▸ **GOAL**: Show every line in the rows below that contains the word "Please".

▸ **INPUT MATERIAL**:
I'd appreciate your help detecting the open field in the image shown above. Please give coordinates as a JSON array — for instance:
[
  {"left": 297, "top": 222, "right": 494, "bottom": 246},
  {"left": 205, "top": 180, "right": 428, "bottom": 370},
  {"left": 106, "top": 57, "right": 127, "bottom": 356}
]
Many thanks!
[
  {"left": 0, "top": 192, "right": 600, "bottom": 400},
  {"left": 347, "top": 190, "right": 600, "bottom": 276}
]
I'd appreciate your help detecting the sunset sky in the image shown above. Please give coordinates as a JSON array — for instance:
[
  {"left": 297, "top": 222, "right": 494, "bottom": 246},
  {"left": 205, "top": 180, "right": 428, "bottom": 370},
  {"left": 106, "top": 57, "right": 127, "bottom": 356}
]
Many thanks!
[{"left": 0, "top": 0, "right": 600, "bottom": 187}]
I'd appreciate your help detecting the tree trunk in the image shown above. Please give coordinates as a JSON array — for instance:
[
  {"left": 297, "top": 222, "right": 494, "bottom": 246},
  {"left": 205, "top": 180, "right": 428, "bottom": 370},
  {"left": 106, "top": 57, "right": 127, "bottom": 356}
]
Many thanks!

---

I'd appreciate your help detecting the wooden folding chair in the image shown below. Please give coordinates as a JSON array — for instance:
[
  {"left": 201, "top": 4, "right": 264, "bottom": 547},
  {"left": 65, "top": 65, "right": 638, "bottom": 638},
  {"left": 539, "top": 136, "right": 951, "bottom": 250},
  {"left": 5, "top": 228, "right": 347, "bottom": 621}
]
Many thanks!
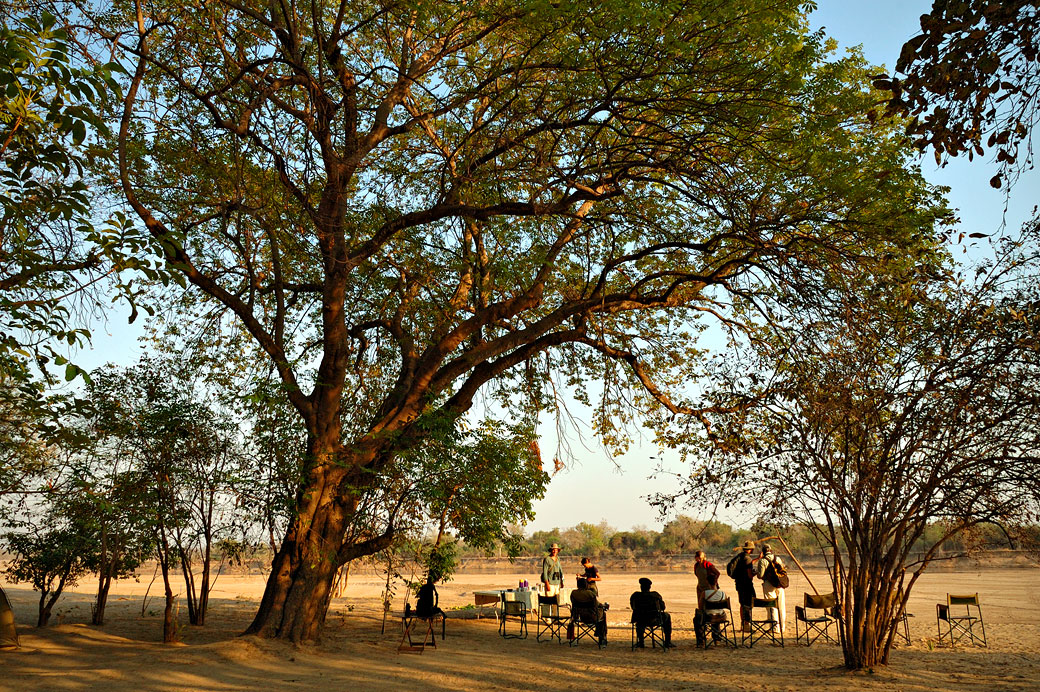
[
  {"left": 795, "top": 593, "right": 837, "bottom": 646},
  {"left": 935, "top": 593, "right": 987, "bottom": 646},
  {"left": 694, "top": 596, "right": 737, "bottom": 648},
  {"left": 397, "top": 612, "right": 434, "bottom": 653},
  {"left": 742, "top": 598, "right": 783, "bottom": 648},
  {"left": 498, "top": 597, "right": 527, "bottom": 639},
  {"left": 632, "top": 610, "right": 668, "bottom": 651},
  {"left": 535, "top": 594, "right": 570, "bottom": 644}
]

▸ **SOLUTION FOR THIS TASK**:
I'd appreciate your help detecting the open field in the image shown above. Please give coordinates as a JSON array — for instance:
I'd appreciate your help detecting the sunset sky in the image shown above. Please give coordinates as a JSON array — for instance:
I'd appreciate your help detecting the tree trunk in the image shown above. Please give coordinates as a JSON array — for instance:
I'd appreciate your help detecting the wooden folding chair in the image shown below. Please give coordinates as a JSON array — for instance:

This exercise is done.